• How to complete this task:
Go through the following data and transcribe exactly the stretch of lines from the one holding "Might I ask you to indicate the house" to the one holding "Target: chimney", both included.

• Available data:

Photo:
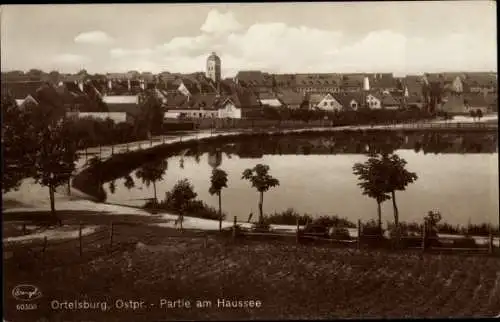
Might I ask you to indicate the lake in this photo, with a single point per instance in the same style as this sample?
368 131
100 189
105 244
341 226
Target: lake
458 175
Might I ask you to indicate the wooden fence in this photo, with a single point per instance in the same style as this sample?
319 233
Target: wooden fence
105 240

==

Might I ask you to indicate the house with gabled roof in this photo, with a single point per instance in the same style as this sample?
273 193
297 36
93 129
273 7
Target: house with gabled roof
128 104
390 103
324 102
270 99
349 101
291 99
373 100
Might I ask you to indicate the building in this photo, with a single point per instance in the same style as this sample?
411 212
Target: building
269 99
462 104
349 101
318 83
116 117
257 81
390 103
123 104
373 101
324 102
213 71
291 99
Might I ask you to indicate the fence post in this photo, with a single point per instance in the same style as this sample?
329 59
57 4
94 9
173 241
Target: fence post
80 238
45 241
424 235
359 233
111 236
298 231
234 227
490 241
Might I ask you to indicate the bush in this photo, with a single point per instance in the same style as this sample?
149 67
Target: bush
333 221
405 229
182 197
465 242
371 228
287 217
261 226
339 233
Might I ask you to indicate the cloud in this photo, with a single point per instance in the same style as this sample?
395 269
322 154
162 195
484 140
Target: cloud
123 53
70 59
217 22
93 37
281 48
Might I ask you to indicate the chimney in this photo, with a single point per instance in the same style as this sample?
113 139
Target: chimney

• Output of the exercise:
Might I ask you to indicate the house with gabled roof in this photo, with a single point per instance in the same style as this sample?
273 193
297 36
93 129
273 7
Target: house with gabled roof
128 104
390 103
324 102
270 99
349 101
291 99
373 100
Might I ask you to indicate the building in this photo, with a single point per instance in the same style as this sample?
411 212
Target: building
269 99
462 104
349 101
318 83
116 117
257 81
390 103
123 104
373 101
324 102
213 71
291 99
Might I ask you to indicate the fence post in this photo, with a single point per instance in the same style as this sample?
329 59
57 4
94 9
173 241
Target: fence post
80 238
45 241
424 235
359 233
111 236
298 231
234 227
490 241
Might I ask you to indicate the bush in this photo, with a single point per instance in the same style as this sample?
149 67
Target: bush
333 221
405 229
182 197
465 242
371 228
287 217
261 226
339 233
Might I ask you to indicate the cloud in this photo, with a single point per instance in the same style as this sample?
395 269
322 154
162 195
484 140
Target: cloud
123 53
70 59
217 22
93 37
281 48
Might I ask you to indicate the chimney in this photo, with a single point per instance in the same style as this sample?
113 139
Target: chimney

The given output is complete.